However, in the interests of full disclosure (as they say on Bugtraq), I should point out that I'm still shaking the bugs out of the decompressor: For some reason the files come out garbled. I've been going a little bit "wild" with this compressor on all kinds of files and I'm really pleased with the results, I just haven't take the time to properly debug the decompressor (I needed the compressor asap, expanding can wait).
On Aug 16, 1:21 pm, Ashley Labowitz <sporecoun...@gmail.com> wrote:
> I should point out that I'm still shaking the bugs out of the > decompressor: For some reason the files come out garbled.
Ah yes, that pesky little detail.
It is as this point that we will probably never hear from you again. Most people are too embarrassed to come back here and report that there was a flaw in their thinking.
Well, Jim, I don't know "most people" are about, but in this case I really would like the decompressor. What motivated all this was a lack of space on my Hard Drive where none of the off-the-shelf compressors could save enough space. The fractal compressor I wrote was perfect (and I could prove its correctness too). I was able to squeeze down several Gigabytes of data to fix my space issues for now.
The files in question are a lot of personal correspondance, research, and coursework archives. It's nothing terribly critical, but still it's stuff I've saved for years and which I'd really like to get back : (. The decompressor must be out there, it *has* to be. I don't know what these other people you're talking about did, but no one will try harder than I will to write it.
I'm very optimistic (I still have all the compressed files sitting right here, the data is in them in some form), but I'll keep you guys posted no matter what. You deserve no less, I suppose.
> > It's nothing terribly critical, but still > > it's stuff I've saved for years and which I'd really like to get back
> You deleted the originals without testing a working decompresser > first?
> (I'd write more, but I lack the wit and eloquence necessary to make it > resonate.)
It's not so silly when you consider that there is no need for a decompressor just yet: It's not stuff I look at every day. Besides, if it does happen that I need to retrieve some files soon, before the decompressor is finished, I can just finish it then (extra motivation). I mean, what do people normally do in this situation?
Also, I wouldn't say I deleted the files per se, the compression process simply replaces them with smaller versions. I'll add that the savings were much larger than I could get with bzip2 (2.2ish GB -> 400ish MB).
On 16 aug, 22:28, Ashley Labowitz <sporecoun...@gmail.com> wrote:
> I was able to > squeeze down several Gigabytes of data to fix my space issues for now.
First you want little test files then compress GB's.... Then delete originals without building and testing a decompressor to save HD space while Live hotmail offer 5GB free en GMail 2.8GB free disk space...

_INFORMATION SHOWN_.
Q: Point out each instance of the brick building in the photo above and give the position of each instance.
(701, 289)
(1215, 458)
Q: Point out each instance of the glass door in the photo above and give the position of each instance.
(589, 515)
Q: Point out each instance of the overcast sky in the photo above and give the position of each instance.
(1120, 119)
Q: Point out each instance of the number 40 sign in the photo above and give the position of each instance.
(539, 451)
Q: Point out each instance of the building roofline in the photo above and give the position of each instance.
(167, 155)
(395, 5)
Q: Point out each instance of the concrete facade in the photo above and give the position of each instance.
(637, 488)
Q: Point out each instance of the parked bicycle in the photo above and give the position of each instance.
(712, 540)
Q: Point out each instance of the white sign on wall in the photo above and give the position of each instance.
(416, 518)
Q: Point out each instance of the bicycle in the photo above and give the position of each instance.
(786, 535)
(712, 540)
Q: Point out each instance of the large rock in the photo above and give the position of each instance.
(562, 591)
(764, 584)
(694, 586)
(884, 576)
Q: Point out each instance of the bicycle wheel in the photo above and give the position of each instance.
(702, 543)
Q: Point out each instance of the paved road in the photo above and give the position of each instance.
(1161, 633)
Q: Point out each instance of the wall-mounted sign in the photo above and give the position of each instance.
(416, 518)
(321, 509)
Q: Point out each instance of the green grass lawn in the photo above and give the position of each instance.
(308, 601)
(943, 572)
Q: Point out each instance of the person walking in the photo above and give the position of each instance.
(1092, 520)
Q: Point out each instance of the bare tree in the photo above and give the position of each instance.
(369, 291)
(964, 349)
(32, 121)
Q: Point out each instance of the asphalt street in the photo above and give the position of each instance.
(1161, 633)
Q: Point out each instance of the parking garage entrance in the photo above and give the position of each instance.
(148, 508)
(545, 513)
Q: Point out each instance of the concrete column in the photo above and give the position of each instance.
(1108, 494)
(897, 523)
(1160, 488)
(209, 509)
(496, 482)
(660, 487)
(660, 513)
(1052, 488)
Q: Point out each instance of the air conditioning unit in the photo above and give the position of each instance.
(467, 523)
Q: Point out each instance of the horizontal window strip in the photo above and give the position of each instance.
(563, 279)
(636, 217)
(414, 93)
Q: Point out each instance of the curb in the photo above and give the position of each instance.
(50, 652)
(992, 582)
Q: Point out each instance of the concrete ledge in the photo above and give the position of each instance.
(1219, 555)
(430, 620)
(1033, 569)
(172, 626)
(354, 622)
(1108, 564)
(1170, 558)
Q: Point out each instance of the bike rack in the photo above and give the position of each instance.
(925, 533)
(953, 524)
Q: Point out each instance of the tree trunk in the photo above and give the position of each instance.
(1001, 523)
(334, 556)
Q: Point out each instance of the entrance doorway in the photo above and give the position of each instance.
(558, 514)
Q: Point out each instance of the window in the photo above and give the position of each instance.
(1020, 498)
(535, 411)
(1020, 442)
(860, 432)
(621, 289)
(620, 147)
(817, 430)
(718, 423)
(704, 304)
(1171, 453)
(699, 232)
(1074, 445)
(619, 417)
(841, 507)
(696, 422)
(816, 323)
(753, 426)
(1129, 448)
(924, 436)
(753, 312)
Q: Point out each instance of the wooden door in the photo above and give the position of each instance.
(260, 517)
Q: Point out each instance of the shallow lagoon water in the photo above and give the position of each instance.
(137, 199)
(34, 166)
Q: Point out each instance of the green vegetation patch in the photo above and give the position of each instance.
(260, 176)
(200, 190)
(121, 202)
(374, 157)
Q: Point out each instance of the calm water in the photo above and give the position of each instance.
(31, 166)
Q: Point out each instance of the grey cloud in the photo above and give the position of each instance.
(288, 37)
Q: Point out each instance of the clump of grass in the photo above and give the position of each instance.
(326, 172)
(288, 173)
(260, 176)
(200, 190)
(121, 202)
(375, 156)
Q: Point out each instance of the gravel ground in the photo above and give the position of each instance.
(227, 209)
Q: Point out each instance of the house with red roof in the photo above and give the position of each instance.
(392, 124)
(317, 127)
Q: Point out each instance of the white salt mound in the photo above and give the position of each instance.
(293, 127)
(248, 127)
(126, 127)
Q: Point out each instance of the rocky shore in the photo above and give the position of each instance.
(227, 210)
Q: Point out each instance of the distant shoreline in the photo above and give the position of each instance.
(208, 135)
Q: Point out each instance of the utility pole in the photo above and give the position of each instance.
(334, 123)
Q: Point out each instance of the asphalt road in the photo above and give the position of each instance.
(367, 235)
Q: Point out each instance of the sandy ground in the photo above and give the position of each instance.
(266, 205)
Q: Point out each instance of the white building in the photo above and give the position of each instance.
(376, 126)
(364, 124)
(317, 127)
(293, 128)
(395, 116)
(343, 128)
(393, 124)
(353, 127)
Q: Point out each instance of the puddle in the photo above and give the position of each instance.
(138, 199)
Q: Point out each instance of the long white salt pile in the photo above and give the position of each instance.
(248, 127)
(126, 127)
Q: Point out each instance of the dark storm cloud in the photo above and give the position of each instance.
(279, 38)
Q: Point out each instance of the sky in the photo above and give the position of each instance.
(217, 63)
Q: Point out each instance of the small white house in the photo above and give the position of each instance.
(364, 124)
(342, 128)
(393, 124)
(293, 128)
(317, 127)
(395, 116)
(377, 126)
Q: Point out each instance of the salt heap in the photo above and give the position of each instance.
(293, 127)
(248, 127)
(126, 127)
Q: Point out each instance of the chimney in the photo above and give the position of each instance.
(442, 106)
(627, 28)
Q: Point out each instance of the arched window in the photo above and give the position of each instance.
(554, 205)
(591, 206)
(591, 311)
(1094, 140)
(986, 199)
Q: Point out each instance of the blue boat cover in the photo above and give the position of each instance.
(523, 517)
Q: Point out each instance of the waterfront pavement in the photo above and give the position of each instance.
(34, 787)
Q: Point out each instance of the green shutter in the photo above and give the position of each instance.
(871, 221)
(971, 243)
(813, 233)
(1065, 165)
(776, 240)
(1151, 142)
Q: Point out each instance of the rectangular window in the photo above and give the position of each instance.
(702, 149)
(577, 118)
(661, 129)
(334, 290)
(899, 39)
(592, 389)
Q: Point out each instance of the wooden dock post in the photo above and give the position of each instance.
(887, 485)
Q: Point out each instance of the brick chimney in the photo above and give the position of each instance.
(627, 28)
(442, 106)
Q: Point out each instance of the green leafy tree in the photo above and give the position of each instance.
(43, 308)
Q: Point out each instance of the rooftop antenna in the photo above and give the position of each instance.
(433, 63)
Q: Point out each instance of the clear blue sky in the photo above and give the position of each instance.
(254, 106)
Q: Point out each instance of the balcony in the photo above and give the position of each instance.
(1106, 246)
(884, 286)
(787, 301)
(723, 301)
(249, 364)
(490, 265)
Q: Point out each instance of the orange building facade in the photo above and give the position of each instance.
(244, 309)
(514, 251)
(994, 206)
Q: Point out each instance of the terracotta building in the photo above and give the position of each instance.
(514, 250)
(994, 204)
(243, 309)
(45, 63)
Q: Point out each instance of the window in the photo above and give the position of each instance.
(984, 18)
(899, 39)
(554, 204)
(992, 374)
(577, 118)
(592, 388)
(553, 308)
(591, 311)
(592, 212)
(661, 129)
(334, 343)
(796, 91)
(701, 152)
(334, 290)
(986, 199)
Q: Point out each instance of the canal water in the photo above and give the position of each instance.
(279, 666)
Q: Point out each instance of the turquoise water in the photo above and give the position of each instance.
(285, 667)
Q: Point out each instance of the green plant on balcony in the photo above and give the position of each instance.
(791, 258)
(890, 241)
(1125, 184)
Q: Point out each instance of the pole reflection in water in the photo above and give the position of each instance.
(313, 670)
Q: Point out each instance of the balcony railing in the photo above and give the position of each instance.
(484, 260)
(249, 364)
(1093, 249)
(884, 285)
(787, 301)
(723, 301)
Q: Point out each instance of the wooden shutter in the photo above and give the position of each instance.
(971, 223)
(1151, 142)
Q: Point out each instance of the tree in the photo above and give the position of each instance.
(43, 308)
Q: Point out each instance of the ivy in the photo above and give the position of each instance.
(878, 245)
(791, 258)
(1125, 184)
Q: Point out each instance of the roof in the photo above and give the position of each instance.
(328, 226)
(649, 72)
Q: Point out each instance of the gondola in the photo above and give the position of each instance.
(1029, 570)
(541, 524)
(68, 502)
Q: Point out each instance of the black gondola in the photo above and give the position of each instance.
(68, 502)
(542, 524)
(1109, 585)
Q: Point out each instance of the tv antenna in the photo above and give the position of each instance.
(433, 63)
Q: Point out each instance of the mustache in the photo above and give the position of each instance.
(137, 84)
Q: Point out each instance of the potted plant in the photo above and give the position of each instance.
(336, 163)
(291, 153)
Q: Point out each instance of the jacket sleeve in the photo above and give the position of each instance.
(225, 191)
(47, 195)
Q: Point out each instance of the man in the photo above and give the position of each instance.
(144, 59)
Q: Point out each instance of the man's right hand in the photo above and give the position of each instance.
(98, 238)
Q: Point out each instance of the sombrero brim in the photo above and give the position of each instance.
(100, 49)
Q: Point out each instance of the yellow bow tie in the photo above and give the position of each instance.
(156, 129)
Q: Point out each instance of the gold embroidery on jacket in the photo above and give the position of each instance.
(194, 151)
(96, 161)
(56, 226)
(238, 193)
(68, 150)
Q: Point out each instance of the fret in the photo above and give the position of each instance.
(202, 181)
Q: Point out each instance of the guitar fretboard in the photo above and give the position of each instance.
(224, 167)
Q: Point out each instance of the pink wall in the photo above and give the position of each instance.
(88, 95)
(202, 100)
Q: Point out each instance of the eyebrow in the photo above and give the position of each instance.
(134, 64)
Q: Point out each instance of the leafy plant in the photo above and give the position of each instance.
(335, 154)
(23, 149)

_EXERCISES TO COMPLETE_.
[1] Reproduce the forum thread about the fractal compressor from "The files in" to "decompresser > first?", swapping "optimistic" for "hopeful".
[2] Gather every line of the rows above that contains the word "leafy", treating case as significant.

_TASK-BY-TASK ANSWERS_.
[1]
The files in question are a lot of personal correspondance, research, and coursework archives. It's nothing terribly critical, but still it's stuff I've saved for years and which I'd really like to get back : (. The decompressor must be out there, it *has* to be. I don't know what these other people you're talking about did, but no one will try harder than I will to write it.
I'm very hopeful (I still have all the compressed files sitting right here, the data is in them in some form), but I'll keep you guys posted no matter what. You deserve no less, I suppose.
> > It's nothing terribly critical, but still > > it's stuff I've saved for years and which I'd really like to get back
> You deleted the originals without testing a working decompresser > first?

[2]
Q: Point out each instance of the green leafy tree in the photo above and give the position of each instance.
Q: Point out each instance of the leafy plant in the photo above and give the position of each instance.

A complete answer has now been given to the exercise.